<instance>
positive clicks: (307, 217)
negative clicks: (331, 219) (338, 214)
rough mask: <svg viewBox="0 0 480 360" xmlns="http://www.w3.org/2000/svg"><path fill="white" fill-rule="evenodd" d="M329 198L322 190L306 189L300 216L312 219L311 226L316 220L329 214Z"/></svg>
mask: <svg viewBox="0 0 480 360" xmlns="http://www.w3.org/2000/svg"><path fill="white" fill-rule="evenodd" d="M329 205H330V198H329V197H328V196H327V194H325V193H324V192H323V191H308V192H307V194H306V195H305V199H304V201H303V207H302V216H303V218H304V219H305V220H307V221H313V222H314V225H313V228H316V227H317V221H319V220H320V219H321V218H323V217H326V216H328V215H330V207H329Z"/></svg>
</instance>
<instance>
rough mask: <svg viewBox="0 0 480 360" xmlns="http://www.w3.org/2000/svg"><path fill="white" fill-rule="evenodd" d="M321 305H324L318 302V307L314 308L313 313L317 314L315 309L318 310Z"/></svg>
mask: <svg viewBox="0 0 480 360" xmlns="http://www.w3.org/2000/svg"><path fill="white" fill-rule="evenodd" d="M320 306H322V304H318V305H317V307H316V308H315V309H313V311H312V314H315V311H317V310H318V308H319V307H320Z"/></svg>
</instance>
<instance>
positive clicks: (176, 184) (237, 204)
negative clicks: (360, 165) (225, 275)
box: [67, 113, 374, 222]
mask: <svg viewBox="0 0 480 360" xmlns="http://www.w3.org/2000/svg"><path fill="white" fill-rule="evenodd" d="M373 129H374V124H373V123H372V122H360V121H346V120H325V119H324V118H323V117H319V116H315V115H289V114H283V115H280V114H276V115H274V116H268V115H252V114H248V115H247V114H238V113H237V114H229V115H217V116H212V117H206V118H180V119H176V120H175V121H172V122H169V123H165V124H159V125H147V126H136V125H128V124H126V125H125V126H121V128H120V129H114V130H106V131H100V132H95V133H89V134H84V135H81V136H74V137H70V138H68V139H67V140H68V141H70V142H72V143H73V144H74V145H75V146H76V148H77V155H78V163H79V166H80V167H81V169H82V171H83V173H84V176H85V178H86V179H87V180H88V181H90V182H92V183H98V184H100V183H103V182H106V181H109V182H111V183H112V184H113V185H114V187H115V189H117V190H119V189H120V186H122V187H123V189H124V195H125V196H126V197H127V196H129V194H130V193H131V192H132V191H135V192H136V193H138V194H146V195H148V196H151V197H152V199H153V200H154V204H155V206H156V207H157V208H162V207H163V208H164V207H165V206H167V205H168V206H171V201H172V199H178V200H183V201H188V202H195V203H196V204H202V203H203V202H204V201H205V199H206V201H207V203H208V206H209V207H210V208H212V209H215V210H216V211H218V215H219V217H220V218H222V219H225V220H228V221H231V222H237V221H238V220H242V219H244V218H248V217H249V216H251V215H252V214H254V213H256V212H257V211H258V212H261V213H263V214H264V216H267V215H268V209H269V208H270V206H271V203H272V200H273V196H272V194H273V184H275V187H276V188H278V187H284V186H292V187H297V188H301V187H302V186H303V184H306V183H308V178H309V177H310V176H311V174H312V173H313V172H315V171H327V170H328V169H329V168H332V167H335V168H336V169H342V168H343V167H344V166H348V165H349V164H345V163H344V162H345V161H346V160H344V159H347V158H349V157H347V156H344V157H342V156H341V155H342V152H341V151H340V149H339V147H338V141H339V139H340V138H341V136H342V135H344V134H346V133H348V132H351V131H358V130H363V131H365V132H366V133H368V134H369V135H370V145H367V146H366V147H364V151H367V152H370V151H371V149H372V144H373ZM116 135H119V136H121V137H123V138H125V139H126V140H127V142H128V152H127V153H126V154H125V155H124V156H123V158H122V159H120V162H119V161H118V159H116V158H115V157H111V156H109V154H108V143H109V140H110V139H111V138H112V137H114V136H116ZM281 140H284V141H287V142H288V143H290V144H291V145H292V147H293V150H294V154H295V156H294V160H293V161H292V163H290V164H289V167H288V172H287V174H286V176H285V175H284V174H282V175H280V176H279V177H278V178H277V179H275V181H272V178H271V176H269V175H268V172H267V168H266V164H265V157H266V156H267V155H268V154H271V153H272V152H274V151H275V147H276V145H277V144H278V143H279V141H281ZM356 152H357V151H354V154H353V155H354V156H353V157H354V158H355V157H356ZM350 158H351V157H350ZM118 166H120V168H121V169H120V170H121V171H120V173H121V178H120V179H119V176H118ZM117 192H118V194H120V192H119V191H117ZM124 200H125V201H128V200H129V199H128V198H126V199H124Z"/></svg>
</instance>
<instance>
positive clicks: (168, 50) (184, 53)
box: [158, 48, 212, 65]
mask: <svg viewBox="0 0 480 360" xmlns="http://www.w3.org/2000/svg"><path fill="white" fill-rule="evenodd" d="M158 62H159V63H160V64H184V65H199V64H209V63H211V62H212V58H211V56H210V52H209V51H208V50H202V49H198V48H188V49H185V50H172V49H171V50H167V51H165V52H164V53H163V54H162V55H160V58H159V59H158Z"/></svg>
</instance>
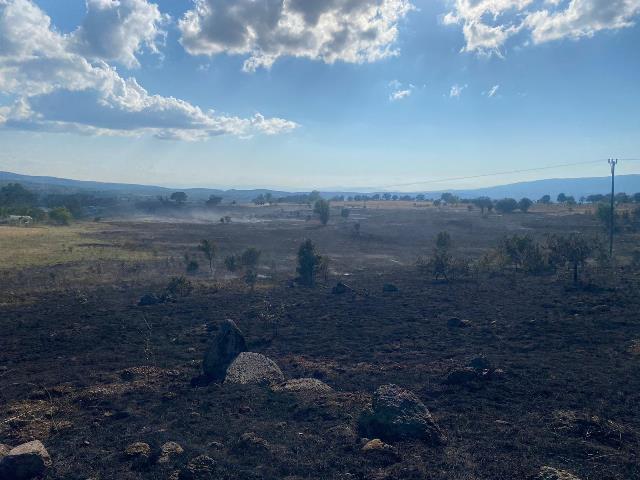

*Task to complete*:
Copy every one of the records above line for line, leaving the pictures out of your copy.

*Reply to the exercise*:
<instance>
positive clicks: (307, 217)
negative clicks: (331, 219) (338, 214)
rough mask: <svg viewBox="0 0 480 360" xmlns="http://www.w3.org/2000/svg"><path fill="white" fill-rule="evenodd" d="M329 198L322 190L306 189L300 216L312 219L311 226L316 220L329 214Z"/></svg>
mask: <svg viewBox="0 0 480 360" xmlns="http://www.w3.org/2000/svg"><path fill="white" fill-rule="evenodd" d="M329 205H330V198H329V197H328V196H327V194H325V193H324V192H323V191H308V192H307V194H306V195H305V199H304V201H303V207H302V216H303V218H304V219H305V220H307V221H313V222H314V225H313V228H316V227H317V221H319V220H320V219H321V218H323V217H326V216H328V215H330V207H329Z"/></svg>
</instance>
<instance>
rough mask: <svg viewBox="0 0 480 360" xmlns="http://www.w3.org/2000/svg"><path fill="white" fill-rule="evenodd" d="M321 305H324L318 302V307L314 308L313 313L317 314L315 309L318 310Z"/></svg>
mask: <svg viewBox="0 0 480 360" xmlns="http://www.w3.org/2000/svg"><path fill="white" fill-rule="evenodd" d="M320 306H322V304H318V305H317V307H316V308H315V309H313V311H312V314H315V311H317V310H318V308H319V307H320Z"/></svg>
</instance>
<instance>
positive clicks: (176, 184) (237, 204)
negative clicks: (360, 165) (225, 275)
box: [67, 113, 374, 222]
mask: <svg viewBox="0 0 480 360" xmlns="http://www.w3.org/2000/svg"><path fill="white" fill-rule="evenodd" d="M373 129H374V124H373V123H372V122H360V121H346V120H325V119H324V118H323V117H319V116H315V115H289V114H283V115H280V114H276V115H274V116H268V115H252V114H248V115H247V114H238V113H237V114H229V115H217V116H212V117H206V118H180V119H176V120H175V121H172V122H169V123H165V124H159V125H147V126H136V125H128V124H126V125H125V126H121V128H120V129H114V130H106V131H100V132H95V133H89V134H84V135H81V136H74V137H70V138H68V139H67V140H68V141H70V142H72V143H73V144H74V145H75V146H76V148H77V155H78V163H79V166H80V167H81V169H82V171H83V173H84V176H85V178H86V179H87V180H88V181H90V182H92V183H98V184H100V183H103V182H106V181H109V182H111V183H112V184H113V185H114V187H115V189H117V190H119V189H120V186H122V187H123V189H124V195H125V196H126V197H127V196H129V194H130V193H131V192H132V191H135V192H136V193H138V194H146V195H148V196H151V197H152V199H153V200H154V204H155V206H156V207H157V208H162V207H163V208H164V207H165V206H167V205H168V206H171V201H172V199H178V200H183V201H188V202H195V203H196V204H202V203H203V202H204V201H205V199H206V201H207V203H208V206H209V207H210V208H212V209H215V210H216V211H218V215H219V217H220V218H222V219H225V220H228V221H231V222H237V221H238V220H242V219H244V218H248V217H249V216H251V215H252V214H254V213H256V212H257V211H258V212H261V213H263V214H264V216H267V215H268V209H269V208H270V206H271V203H272V200H273V196H272V194H273V184H275V187H276V188H278V187H284V186H292V187H297V188H301V187H302V186H303V184H306V183H308V178H309V177H310V176H311V174H312V173H313V172H315V171H327V170H328V169H329V168H332V167H335V168H336V169H342V168H343V167H344V166H348V165H349V164H345V163H344V162H345V161H346V160H344V159H347V158H349V157H347V156H344V157H342V156H341V155H342V152H341V151H340V149H339V147H338V141H339V139H340V138H341V136H342V135H344V134H346V133H348V132H351V131H358V130H363V131H365V132H366V133H368V134H369V135H370V145H367V146H366V147H364V151H367V152H370V151H371V149H372V144H373ZM116 135H119V136H121V137H123V138H125V139H126V140H127V142H128V152H127V153H126V154H125V155H124V156H123V158H122V159H120V162H119V161H118V159H116V158H115V157H111V156H109V154H108V143H109V140H110V139H111V138H112V137H114V136H116ZM281 140H284V141H287V142H288V143H290V144H291V145H292V147H293V150H294V154H295V156H294V160H293V161H292V163H290V164H289V167H288V172H287V174H286V176H285V175H284V174H282V175H280V176H279V177H278V178H277V179H275V181H272V178H271V176H269V175H268V172H267V168H266V164H265V157H266V156H267V155H268V154H271V153H272V152H274V151H275V147H276V145H277V144H278V143H279V141H281ZM356 152H357V151H354V154H353V155H354V156H353V157H354V158H355V157H356ZM350 158H351V157H350ZM118 166H120V168H121V169H120V170H121V171H120V173H121V178H120V179H119V176H118ZM117 192H118V194H120V192H119V191H117ZM124 200H125V201H128V200H129V199H128V198H126V199H124Z"/></svg>
</instance>
<instance>
positive clicks: (168, 50) (184, 53)
box: [158, 48, 212, 65]
mask: <svg viewBox="0 0 480 360" xmlns="http://www.w3.org/2000/svg"><path fill="white" fill-rule="evenodd" d="M158 62H159V63H160V64H184V65H199V64H209V63H211V62H212V58H211V56H210V52H209V51H208V50H202V49H198V48H188V49H185V50H172V49H171V50H167V51H165V52H164V53H163V54H162V55H160V58H159V59H158Z"/></svg>
</instance>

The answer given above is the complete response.